EXCERPTED TEXT -
=======

Thursday, August 17, 2017

Data Points About The Mostly Iberian Y-DNA Clade R1b-DF27


A new paper explores the predominantly Iberian branch of Y-DNA haplogroup R1b which is timely because the narrative that explains the population genetics of Iberia is much less clear than most other places in Europe.


The most common Y-DNA clade in Western Europe is R1b-M269. As Bernard's Blog explains (note that all translations are Google translated from the original French with my editorial improvements of those translations):
The most important branches of M269 are U106 common in the Netherlands and Northwestern Germany, and P312 common in Western Europe. The latter is divided into three main branches: U152 common in Switzerland and Northern Italy, L21 common in the British Isles and DF27 frequent in the Iberian Peninsula.
Y-DNA R1b-DF27 predominant in Iberia and especially in Basques and parts of Eastern Spain that were Vasconic linguistically in historically attested times. 

This Y-DNA R1b clade is a sister clade to the R1b haplogroups found in the British Isles and in Switzerland and Northern Italy. But, it is a more distant relative of the R1b clades around in the Netherlands and Northwest Germany (which is close to the area where the Germanic languages emerged, probably much later based upon linguistic evidence).

=======

In the blog post about R1b-DF27 above, which branch of P312 is described as common in the British Isles?

DATA -
=======

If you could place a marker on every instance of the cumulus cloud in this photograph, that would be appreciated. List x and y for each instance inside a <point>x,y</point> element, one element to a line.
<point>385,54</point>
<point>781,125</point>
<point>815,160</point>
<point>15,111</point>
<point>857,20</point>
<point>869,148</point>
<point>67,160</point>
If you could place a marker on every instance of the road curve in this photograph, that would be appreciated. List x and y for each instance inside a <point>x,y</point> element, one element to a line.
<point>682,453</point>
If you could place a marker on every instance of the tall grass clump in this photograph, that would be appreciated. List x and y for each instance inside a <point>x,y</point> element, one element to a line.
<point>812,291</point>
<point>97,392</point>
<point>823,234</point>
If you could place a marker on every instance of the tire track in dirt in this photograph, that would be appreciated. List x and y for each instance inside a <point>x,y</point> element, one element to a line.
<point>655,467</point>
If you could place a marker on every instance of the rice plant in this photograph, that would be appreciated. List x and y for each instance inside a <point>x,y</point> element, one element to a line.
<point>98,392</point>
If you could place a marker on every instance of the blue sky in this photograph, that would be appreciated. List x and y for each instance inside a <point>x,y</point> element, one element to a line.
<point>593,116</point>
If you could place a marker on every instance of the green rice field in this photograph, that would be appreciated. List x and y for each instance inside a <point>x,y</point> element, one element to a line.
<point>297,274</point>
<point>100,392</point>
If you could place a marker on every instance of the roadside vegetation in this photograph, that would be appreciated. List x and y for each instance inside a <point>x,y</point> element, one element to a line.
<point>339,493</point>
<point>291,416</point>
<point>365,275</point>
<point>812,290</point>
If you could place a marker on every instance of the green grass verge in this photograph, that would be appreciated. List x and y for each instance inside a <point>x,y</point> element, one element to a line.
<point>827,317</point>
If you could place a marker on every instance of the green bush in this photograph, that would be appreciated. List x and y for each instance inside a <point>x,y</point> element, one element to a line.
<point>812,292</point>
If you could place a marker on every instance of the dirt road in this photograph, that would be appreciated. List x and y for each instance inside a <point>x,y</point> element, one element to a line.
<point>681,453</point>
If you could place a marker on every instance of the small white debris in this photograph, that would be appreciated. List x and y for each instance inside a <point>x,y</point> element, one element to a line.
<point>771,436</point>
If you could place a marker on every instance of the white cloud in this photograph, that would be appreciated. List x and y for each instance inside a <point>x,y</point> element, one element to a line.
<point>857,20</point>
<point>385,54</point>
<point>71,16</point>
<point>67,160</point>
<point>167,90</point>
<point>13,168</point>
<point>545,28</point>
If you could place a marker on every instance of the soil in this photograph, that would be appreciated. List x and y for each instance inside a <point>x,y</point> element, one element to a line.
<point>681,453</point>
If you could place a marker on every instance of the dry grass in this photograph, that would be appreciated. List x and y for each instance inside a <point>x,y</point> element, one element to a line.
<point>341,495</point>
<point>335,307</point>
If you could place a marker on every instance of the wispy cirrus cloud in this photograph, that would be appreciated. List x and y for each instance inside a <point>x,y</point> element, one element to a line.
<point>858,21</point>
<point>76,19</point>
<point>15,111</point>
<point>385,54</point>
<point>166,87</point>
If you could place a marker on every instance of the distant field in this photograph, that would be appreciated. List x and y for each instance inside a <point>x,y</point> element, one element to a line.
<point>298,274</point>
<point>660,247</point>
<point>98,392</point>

=======

TASK RESPONSE -
L21